** Start Dataset entries **
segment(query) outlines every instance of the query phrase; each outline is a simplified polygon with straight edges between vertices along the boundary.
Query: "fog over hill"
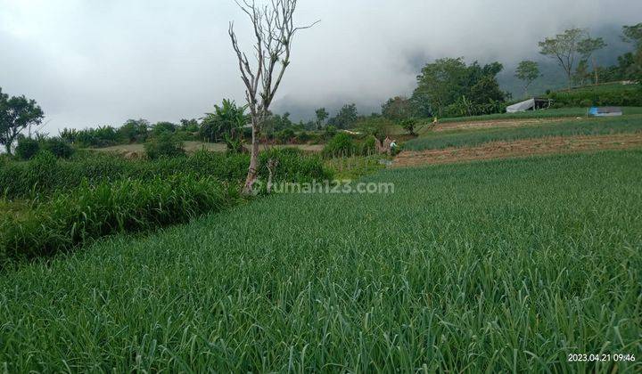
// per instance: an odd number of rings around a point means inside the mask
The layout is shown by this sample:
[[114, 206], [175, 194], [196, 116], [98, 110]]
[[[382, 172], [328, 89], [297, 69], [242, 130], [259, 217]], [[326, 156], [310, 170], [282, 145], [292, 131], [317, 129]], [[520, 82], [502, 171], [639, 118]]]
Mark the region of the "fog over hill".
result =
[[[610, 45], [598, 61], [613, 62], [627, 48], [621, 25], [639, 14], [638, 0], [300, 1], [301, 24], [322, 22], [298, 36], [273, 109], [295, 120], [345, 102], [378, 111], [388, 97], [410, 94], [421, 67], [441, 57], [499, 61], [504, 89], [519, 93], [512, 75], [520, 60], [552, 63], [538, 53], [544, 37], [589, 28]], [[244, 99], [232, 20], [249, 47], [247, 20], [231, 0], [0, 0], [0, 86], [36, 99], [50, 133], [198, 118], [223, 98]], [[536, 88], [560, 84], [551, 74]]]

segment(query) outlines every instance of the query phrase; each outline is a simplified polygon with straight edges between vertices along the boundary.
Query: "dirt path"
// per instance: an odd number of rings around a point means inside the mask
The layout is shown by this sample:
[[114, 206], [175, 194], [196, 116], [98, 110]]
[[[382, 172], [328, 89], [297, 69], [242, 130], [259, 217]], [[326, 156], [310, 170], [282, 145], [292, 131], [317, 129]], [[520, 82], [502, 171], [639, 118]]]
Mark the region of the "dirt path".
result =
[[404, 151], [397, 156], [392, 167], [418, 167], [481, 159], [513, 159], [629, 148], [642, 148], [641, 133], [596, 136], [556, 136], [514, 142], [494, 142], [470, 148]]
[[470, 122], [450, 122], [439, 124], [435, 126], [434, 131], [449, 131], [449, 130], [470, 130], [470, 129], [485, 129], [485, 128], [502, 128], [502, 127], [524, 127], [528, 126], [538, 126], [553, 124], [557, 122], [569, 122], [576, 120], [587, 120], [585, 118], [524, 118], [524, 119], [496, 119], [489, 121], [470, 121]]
** End Dataset entries **
** Start Dataset entries **
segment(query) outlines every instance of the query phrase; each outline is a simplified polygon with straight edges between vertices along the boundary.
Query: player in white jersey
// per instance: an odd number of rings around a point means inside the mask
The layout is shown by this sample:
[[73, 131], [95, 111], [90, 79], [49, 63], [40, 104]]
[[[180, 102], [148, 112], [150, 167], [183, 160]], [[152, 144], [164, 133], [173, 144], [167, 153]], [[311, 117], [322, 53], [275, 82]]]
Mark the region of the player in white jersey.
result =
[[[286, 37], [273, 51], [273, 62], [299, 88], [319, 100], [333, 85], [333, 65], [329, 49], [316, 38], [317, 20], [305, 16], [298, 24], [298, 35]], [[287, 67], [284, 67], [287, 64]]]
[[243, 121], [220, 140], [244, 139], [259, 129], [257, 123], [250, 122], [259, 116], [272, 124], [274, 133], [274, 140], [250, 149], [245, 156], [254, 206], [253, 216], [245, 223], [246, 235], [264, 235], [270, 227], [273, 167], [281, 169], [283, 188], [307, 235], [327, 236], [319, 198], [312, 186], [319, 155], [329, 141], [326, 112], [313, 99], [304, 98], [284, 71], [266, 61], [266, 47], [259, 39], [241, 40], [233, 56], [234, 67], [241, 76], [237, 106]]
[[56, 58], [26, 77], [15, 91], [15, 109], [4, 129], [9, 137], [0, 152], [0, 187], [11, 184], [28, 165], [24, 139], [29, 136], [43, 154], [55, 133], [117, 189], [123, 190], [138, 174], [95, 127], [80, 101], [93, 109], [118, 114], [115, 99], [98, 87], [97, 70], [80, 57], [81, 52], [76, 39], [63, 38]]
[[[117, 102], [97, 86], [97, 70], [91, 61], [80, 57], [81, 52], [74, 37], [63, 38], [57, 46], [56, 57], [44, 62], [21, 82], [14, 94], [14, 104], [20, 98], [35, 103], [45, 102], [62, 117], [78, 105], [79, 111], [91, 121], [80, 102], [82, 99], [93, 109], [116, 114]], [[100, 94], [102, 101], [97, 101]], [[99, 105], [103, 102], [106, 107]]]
** End Dataset entries **
§ **Goal of the exercise**
Please pick out every line of the listing above that contains the word "jersey" and copy each of those lines in full. Case matters.

§ **Finished task**
Query: player in white jersey
Mark the region of the player in white jersey.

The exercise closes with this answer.